In a country where a staggering N2.6 trillion was openly stolen in the name of fuel subsidies – including billions of naira paid to non existing companies – the statement from the Minister of Finance, Dr. Ngozi Okonjo-Iweala, that the federal government could not settle the N92 billion earned allowances by university lecturers as stated in a 2009 agreement is not only insensitive, but indicative of the mindset of government towards education and educators in Nigeria.
If President Goodluck Jonathan orders a genuine crackdown on the 400,000 barrels of crude oil being stolen daily for just one week, the recovered income would be more than sufficient to settle the lecturers’ demands and return them to whatever is left of the teaching and learning process in Nigerian universities.
And as for Nigerian universities, it would be difficult for the uninitiated to appreciate the level of decay and fallen standards without a reflective look at what Nigerian universities used to be like.
Personally, I have received a number of shockers: As a primary school pupil, taking dictations in class was routine; teachers didn’t have to repeat themselves too many times and only spelt out words pupils were not familiar with. Some 20 years later as a doctoral student in one of Nigeria’s ‘top’ universities, I was dumfounded to find professors dictating notes to the class – and being told they were dictating too fast!
###
- Problem details:
Continue the commentary on the decline of Nigerian universities, picking up right after its last sentence about professors dictating notes.

- Saved entries:
###
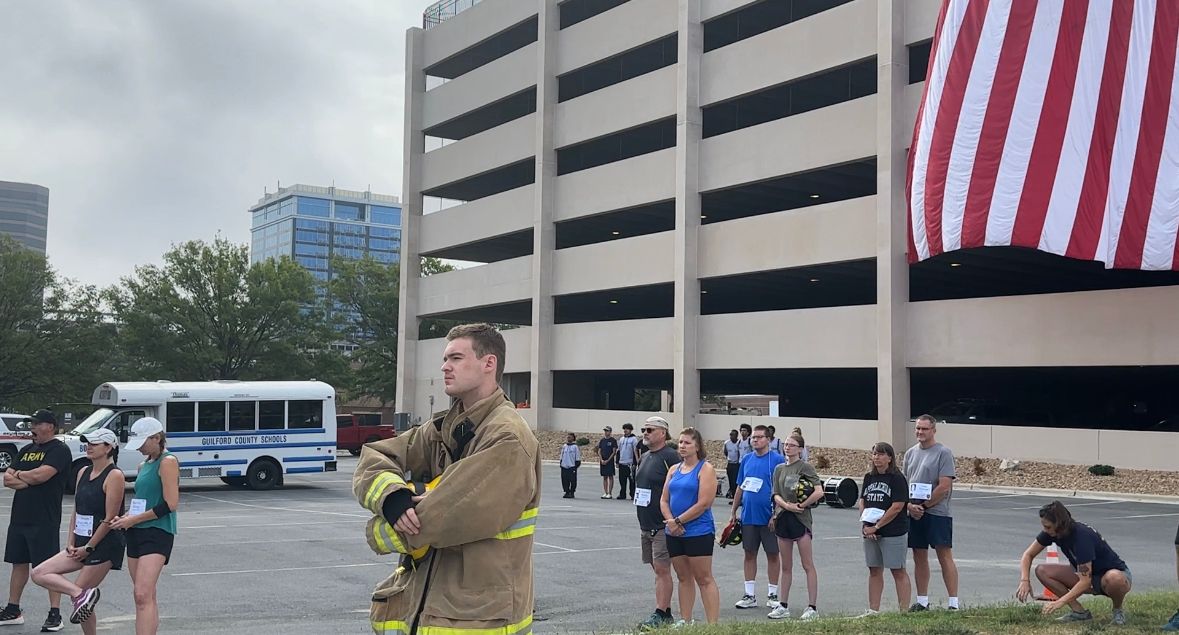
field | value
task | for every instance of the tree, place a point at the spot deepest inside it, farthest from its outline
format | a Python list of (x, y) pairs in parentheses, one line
[(206, 313), (56, 345)]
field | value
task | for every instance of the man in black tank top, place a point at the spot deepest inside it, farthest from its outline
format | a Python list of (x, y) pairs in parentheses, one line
[(38, 477)]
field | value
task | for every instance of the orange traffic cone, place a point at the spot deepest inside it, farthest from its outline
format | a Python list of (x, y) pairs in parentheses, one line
[(1053, 557)]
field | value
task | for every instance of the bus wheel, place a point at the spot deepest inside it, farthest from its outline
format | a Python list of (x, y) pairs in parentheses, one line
[(263, 474)]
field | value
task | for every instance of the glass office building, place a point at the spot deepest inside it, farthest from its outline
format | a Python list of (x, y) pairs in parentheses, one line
[(311, 224)]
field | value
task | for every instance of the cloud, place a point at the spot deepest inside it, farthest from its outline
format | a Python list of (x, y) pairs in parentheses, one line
[(153, 123)]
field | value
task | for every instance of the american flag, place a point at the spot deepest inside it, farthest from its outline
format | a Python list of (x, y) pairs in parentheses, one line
[(1052, 125)]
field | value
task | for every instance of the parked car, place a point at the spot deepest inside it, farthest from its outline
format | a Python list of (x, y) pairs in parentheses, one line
[(360, 428), (14, 435)]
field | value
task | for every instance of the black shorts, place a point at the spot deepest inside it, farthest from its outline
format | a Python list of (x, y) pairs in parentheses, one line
[(150, 540), (930, 531), (692, 546), (31, 543), (109, 550)]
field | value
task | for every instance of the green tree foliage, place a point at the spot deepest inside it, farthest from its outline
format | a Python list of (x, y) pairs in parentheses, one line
[(208, 313), (56, 345)]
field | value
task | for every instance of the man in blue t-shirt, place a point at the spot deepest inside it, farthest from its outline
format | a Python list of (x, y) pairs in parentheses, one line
[(755, 500)]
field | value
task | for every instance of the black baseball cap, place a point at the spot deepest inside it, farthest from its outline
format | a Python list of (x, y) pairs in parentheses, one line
[(44, 416)]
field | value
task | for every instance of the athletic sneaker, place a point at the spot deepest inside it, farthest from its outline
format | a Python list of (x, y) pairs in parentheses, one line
[(779, 613), (84, 606), (52, 622), (1075, 616), (11, 616), (657, 620)]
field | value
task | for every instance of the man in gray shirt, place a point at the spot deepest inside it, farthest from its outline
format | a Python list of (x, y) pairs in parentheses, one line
[(929, 470)]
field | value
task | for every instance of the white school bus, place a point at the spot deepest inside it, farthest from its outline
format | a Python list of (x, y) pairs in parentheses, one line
[(243, 432)]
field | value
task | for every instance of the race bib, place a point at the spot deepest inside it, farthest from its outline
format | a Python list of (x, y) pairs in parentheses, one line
[(752, 484), (921, 491), (871, 515), (84, 526)]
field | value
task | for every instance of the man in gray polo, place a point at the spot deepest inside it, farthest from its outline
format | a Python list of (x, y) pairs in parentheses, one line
[(929, 470)]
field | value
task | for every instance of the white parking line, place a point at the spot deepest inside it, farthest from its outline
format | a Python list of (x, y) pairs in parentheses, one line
[(284, 569), (1071, 505), (1141, 516), (366, 516)]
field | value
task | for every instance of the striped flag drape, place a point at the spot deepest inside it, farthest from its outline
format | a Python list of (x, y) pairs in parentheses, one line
[(1052, 125)]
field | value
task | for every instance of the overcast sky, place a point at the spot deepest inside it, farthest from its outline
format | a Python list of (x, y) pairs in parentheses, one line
[(157, 121)]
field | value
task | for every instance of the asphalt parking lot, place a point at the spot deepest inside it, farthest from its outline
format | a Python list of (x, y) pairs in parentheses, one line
[(294, 560)]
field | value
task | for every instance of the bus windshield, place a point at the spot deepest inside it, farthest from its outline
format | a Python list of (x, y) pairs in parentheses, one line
[(92, 422)]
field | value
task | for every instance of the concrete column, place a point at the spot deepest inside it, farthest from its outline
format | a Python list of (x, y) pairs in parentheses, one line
[(686, 378), (410, 227), (893, 138), (544, 233)]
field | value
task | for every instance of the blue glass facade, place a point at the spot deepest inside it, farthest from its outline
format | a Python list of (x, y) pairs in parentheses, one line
[(313, 230)]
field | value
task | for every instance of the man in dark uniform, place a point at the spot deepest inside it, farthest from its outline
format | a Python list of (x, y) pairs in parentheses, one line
[(39, 480)]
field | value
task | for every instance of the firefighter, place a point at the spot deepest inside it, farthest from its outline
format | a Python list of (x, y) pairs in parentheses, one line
[(465, 543)]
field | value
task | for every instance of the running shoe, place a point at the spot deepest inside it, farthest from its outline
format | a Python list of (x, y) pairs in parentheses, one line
###
- Reply:
I wish it was fiction, but it really happened. And because not much has changed since then, I suspect those professors are still there, dictating worthless notes to aspiring PhDs. Perhaps I should not have been so alarmed; a few years earlier while pursuing a master’s degree, all but one lecturer dictated notes to the class or gave us antiquated notes to photocopy.
Although this happened a while ago, it would not be surprising to find the same lecturers dictating the same old notes to new students. Or that some students in my class with whom I took those tedious notes are now themselves lecturers and professors repeating watered down versions of the same notes to students who, not surprisingly, would rather be anywhere else but in class.
Trying to appreciate the collapse of our educational system, I look back at the schools I attended and the fine, well-trained and dedicated teachers we had. Not only was education free, all books were also provided free. Reading was a worthy and admirable pastime and I remember buying my very first book by myself at just seven. Today, asking university students to buy or read any kind of book would be seen as punitive.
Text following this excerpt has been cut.